WHAT TO WORK ON:
The lines to be copied are those below that contain "wire".

SOURCE RECORDS:
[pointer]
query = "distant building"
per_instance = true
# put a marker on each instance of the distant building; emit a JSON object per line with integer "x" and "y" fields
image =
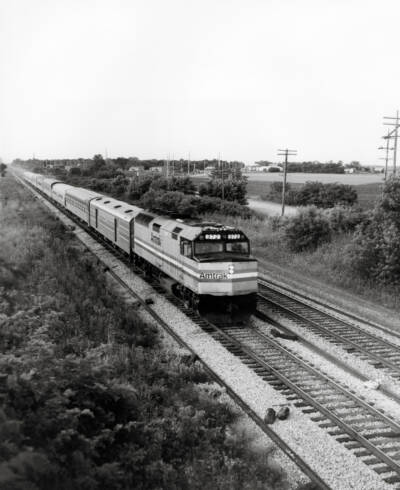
{"x": 263, "y": 168}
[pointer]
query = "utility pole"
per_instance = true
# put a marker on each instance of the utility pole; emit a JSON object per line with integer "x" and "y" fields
{"x": 387, "y": 138}
{"x": 286, "y": 153}
{"x": 394, "y": 133}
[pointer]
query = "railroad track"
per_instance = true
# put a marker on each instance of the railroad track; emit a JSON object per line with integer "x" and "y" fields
{"x": 366, "y": 431}
{"x": 378, "y": 352}
{"x": 369, "y": 434}
{"x": 204, "y": 324}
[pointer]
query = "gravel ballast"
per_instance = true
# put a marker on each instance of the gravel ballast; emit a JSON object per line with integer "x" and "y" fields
{"x": 337, "y": 466}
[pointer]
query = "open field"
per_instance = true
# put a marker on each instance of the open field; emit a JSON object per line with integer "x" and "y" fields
{"x": 367, "y": 186}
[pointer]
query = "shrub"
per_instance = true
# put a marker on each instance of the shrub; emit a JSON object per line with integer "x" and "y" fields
{"x": 231, "y": 190}
{"x": 343, "y": 219}
{"x": 326, "y": 195}
{"x": 275, "y": 193}
{"x": 176, "y": 203}
{"x": 374, "y": 253}
{"x": 307, "y": 230}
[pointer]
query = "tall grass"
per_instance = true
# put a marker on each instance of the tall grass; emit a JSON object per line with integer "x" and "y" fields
{"x": 329, "y": 263}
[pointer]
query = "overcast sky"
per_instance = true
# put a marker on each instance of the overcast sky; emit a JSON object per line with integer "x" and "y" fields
{"x": 149, "y": 78}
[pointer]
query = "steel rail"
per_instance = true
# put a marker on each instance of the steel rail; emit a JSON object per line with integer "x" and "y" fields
{"x": 300, "y": 463}
{"x": 341, "y": 339}
{"x": 263, "y": 280}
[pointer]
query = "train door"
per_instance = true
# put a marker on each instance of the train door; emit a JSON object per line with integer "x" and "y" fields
{"x": 131, "y": 237}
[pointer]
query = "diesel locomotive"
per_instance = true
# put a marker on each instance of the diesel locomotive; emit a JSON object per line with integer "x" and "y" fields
{"x": 208, "y": 265}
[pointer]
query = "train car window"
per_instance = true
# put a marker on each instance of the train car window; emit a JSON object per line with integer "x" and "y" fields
{"x": 238, "y": 247}
{"x": 207, "y": 248}
{"x": 144, "y": 219}
{"x": 186, "y": 248}
{"x": 175, "y": 232}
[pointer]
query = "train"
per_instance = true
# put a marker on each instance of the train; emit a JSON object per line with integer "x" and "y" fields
{"x": 207, "y": 265}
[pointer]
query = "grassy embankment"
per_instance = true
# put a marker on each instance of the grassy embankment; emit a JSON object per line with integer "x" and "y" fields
{"x": 367, "y": 193}
{"x": 90, "y": 398}
{"x": 328, "y": 264}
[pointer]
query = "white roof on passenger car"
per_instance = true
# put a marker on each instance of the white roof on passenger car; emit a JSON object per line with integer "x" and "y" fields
{"x": 61, "y": 188}
{"x": 115, "y": 207}
{"x": 49, "y": 181}
{"x": 190, "y": 229}
{"x": 82, "y": 194}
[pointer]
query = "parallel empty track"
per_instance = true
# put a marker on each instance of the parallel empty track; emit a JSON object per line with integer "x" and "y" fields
{"x": 370, "y": 434}
{"x": 371, "y": 348}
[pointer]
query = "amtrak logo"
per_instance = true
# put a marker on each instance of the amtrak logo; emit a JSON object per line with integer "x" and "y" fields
{"x": 218, "y": 275}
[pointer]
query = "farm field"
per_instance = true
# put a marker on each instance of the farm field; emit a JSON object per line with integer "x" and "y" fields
{"x": 367, "y": 186}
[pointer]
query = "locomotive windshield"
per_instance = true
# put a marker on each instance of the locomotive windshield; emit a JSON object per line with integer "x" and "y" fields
{"x": 218, "y": 244}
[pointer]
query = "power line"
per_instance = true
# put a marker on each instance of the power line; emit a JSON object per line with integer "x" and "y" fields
{"x": 286, "y": 153}
{"x": 386, "y": 158}
{"x": 394, "y": 133}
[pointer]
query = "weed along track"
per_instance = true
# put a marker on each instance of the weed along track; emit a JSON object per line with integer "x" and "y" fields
{"x": 337, "y": 439}
{"x": 378, "y": 352}
{"x": 111, "y": 258}
{"x": 370, "y": 434}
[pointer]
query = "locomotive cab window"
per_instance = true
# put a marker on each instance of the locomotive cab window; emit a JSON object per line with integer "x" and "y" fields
{"x": 219, "y": 244}
{"x": 186, "y": 248}
{"x": 238, "y": 247}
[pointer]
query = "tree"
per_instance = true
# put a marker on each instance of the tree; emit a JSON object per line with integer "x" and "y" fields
{"x": 230, "y": 190}
{"x": 307, "y": 230}
{"x": 375, "y": 251}
{"x": 326, "y": 195}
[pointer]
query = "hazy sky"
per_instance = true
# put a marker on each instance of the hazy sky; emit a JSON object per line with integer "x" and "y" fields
{"x": 241, "y": 78}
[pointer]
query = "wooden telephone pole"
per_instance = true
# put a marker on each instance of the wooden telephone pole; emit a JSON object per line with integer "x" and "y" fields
{"x": 286, "y": 153}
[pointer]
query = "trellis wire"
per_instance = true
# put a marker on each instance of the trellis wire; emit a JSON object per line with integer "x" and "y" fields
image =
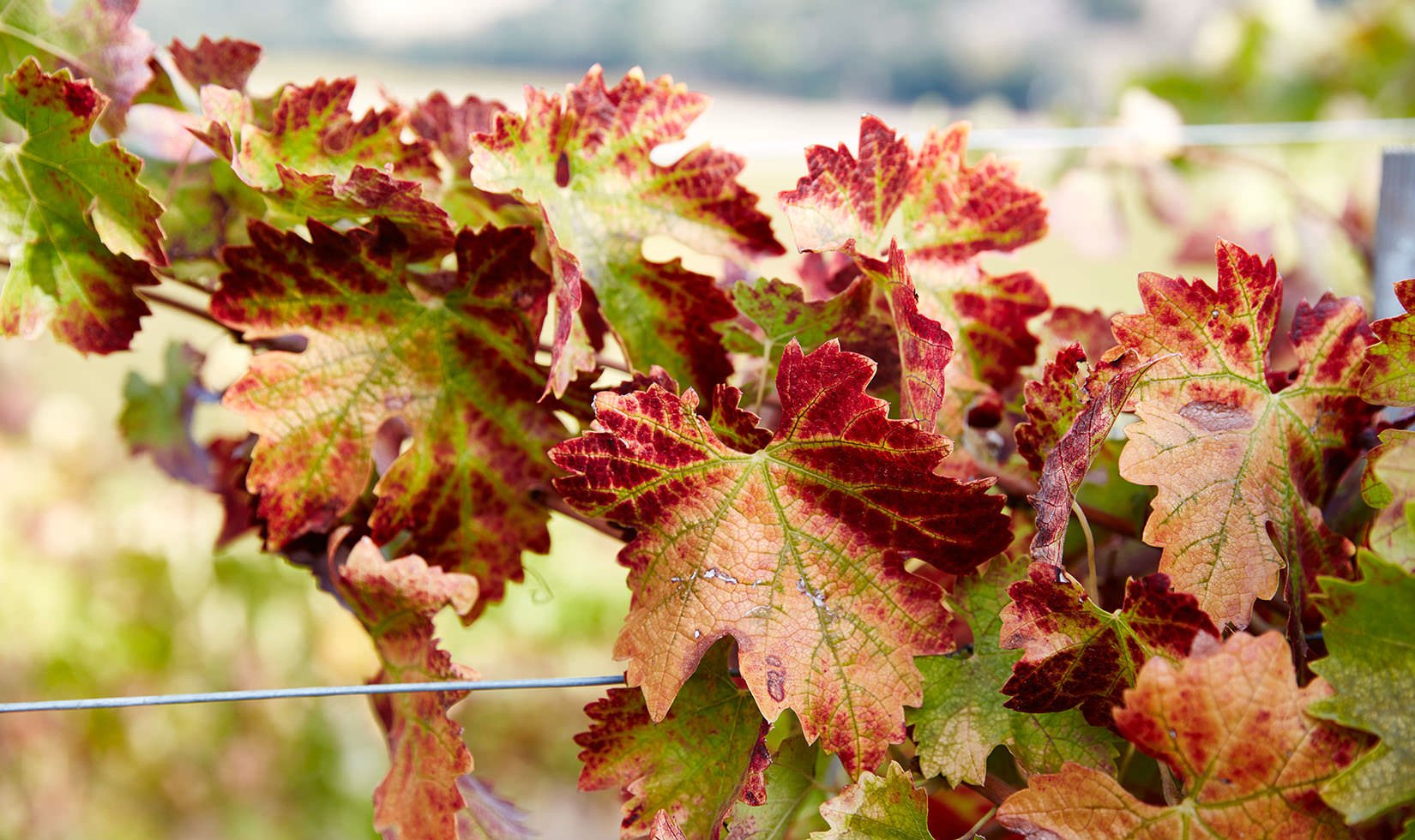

WRITTEN ANSWER:
query = "trellis wire"
# put a marker on each instance of the trellis wire; emit a JSON object per line with integer "x" and "y" fields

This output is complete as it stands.